-- Start DATASET ROWS --

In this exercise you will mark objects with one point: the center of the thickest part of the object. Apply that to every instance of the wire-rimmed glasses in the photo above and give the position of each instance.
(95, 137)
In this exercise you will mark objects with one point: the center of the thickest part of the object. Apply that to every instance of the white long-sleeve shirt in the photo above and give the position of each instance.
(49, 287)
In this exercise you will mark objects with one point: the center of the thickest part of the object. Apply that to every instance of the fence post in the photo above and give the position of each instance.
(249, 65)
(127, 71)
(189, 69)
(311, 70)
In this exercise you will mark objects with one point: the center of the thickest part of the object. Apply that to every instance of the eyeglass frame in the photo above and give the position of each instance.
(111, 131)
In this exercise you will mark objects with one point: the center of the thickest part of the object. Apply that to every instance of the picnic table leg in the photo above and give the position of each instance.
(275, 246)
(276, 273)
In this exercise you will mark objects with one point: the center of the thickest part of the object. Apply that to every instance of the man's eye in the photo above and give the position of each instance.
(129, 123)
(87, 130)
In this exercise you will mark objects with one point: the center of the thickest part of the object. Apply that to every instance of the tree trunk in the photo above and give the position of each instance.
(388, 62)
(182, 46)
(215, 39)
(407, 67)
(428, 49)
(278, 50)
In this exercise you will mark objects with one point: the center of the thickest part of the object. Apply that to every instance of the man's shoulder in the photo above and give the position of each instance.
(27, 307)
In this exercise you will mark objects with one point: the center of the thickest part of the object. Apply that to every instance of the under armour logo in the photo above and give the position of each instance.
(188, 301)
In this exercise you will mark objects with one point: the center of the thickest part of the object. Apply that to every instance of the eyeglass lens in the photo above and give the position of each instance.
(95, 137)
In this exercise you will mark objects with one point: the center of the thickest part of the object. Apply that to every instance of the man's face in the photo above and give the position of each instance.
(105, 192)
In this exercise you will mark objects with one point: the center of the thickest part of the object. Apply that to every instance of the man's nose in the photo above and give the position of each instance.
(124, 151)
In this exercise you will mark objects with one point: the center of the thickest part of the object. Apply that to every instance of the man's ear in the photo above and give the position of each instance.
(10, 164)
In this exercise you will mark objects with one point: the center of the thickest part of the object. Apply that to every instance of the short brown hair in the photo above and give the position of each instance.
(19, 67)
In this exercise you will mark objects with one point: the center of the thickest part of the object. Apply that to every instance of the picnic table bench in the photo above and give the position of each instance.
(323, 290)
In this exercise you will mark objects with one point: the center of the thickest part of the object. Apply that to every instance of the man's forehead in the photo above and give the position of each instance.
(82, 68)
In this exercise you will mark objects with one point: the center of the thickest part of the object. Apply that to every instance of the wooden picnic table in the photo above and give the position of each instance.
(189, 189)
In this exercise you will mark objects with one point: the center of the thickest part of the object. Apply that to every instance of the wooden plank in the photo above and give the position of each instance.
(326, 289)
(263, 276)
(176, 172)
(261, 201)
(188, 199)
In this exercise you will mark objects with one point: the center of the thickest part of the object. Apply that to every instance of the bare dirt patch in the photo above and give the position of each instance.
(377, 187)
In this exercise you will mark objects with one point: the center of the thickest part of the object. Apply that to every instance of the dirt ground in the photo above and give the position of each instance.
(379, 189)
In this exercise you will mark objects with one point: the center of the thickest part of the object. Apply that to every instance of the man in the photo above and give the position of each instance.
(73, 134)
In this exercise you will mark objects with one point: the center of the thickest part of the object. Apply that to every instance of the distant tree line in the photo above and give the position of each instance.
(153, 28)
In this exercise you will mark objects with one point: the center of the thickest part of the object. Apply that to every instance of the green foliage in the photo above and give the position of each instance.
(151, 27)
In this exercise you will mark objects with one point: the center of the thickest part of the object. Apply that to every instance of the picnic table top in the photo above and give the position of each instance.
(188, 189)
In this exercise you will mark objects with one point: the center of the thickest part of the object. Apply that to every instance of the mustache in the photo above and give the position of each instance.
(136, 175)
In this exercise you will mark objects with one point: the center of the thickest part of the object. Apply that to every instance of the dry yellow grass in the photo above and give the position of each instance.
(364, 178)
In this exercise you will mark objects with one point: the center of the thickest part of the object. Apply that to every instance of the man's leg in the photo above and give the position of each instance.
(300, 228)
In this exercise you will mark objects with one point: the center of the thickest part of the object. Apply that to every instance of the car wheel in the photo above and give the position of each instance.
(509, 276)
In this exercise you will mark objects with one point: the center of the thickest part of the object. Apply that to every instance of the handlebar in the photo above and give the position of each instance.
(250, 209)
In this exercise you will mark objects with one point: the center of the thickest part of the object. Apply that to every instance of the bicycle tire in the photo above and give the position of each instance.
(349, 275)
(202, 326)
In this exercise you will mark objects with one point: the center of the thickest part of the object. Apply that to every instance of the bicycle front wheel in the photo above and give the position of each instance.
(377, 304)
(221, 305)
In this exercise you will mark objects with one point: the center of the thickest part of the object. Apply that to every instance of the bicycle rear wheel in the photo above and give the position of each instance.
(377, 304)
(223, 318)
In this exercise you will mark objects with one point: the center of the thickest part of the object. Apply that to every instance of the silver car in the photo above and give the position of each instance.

-- End DATASET ROWS --

STATED TASK.
Copy out the full material exactly as it appears.

IN RESPONSE.
In this exercise you will mark objects with one point: the center of the thickest part of the object. Apply that to every instance of the wire-rimmed glasses in the photo above and give the position of each instance.
(95, 137)
In this exercise you will mark objects with one point: the center of the thickest part of the object. Apply that to every instance of the white long-sleeve shirt in the photo above and give the position of each instance.
(49, 287)
In this exercise you will mark objects with one point: the center of the thickest part of the object. Apply that to every instance of the fence post in the photo above and give the position of each instance.
(249, 65)
(127, 71)
(189, 69)
(311, 70)
In this exercise you will mark objects with one point: the center of the thickest part of the object. Apply that to every instance of the eyeglass frame in the photo above and give the position of each instance.
(111, 131)
In this exercise you will mark objects with one point: the center of the thickest part of the object. Apply that to every instance of the picnic table leg in the photo above and give the position of each instance.
(275, 246)
(276, 273)
In this exercise you will mark objects with one point: the center of the thickest part of the object. Apply that to every instance of the man's eye in the photo above and give the position of each instance.
(129, 123)
(87, 130)
In this exercise you will mark objects with one point: the center of the thickest part of the object. Apply that to every instance of the tree trunk in the photo above and give the position of each instance.
(388, 62)
(182, 46)
(215, 39)
(407, 67)
(428, 49)
(278, 50)
In this exercise you will mark objects with one point: the center of the thickest part of the object. Apply that to every instance of the man's shoulder in the photo above and give the position of each instance.
(27, 307)
In this exercise you will mark objects with one point: the center of the thickest part of the object. Apply that to every instance of the under armour logo in the photo above and give the position of each instance.
(188, 301)
In this exercise you will mark objects with one point: the center of the thickest part of the object. Apply that to every instance of the eyeglass lens in the photo above and give the position of each instance.
(95, 137)
In this exercise you will mark objects with one point: the center of the thickest part of the object. Apply that to every instance of the man's face in the photo above and give the position of each instance.
(105, 192)
In this exercise you will mark objects with one point: the center of the thickest part of the object. Apply that to every instance of the man's nose in the photo above and give the position of each instance.
(124, 151)
In this exercise you will mark objects with one point: the center of the thickest part of the object. Apply that to every instance of the man's ear in the photo above and give the position of each instance.
(10, 164)
In this exercise you will mark objects with one point: the center of the thickest part of the object. Apply that to every instance of the short brown hair in the photo above and give the position of each instance.
(19, 67)
In this exercise you will mark objects with one point: the center of the thickest part of the object. Apply that to every instance of the picnic table bench in the photo above and give the position of each instance.
(323, 290)
In this exercise you will mark objects with one point: the center of the thickest part of the object. Apply that to every instance of the man's forehead in the photo above and give the position of each instance.
(82, 68)
In this exercise you will mark objects with one point: the center of the thickest part of the object. Apply that to every instance of the wooden picnic table in the photo above and give the position of each instance.
(189, 189)
In this exercise you will mark objects with one point: the center of the thickest part of the object. Apply that to every instance of the wooden plank in the photo above and give the position of each instance.
(326, 289)
(263, 276)
(176, 172)
(261, 201)
(188, 199)
In this exercise you will mark objects with one point: the center of the thickest part of the object. Apply that to every instance of the bare dirt patch in the photo above and give the position of each instance.
(377, 187)
In this exercise you will mark objects with one point: the center of the thickest part of the object. Apply that to every instance of the dirt ground in the photo above and give the position of each instance.
(379, 189)
In this exercise you will mark objects with one point: the center of the thickest part of the object. Apply that to every instance of the man in the photo above and give the position of each instance.
(73, 134)
In this exercise you will mark objects with one point: the center of the thickest part of the object. Apply that to every instance of the distant tree line in the photo above and give the position of each instance.
(153, 28)
In this exercise you will mark objects with one point: the center of the thickest part of the object. Apply that to every instance of the green foliage in the photo above and give the position of each instance.
(151, 27)
In this exercise you will mark objects with one point: the center of the thickest part of the object. Apply that to every instance of the picnic table top in the photo above and give the position of each instance.
(188, 189)
In this exercise you will mark objects with one point: the center of the thickest part of the object. Apply that to every instance of the mustache in the photo above and give the position of each instance.
(136, 175)
In this exercise you will mark objects with one point: the center of the thickest part of the object. Apply that to every instance of the dry yellow grass in the photo above and give the position of each instance.
(364, 178)
In this exercise you will mark objects with one point: the center of the thickest part of the object. Apply that to every instance of the man's leg in the photo above and give the position of each instance.
(300, 228)
In this exercise you will mark objects with one point: the center of the thickest part of the object. Apply that to every instance of the car wheel in the photo above and give the position of each instance.
(509, 276)
In this exercise you will mark objects with one point: the center of the thickest part of the object. Apply that to every instance of the handlebar in the photo above and give the position of each instance.
(250, 209)
In this exercise you will mark objects with one point: the center of the thickest part of the object. Apply that to every instance of the bicycle tire in the photo above and give the position of each instance.
(349, 275)
(202, 326)
In this exercise you will mark objects with one point: the center of the thickest part of the object. Apply that to every instance of the bicycle front wheel in the photo above and give the position of each instance.
(377, 304)
(221, 305)
In this exercise you will mark objects with one point: the center of the thickest part of the object. Apply that to every instance of the bicycle rear wheel in the photo above and give the position of each instance.
(377, 304)
(223, 318)
In this exercise you will mark objects with one point: the center of the thickest part of the object. Apply that to every instance of the silver car in the photo above and give the position of each instance.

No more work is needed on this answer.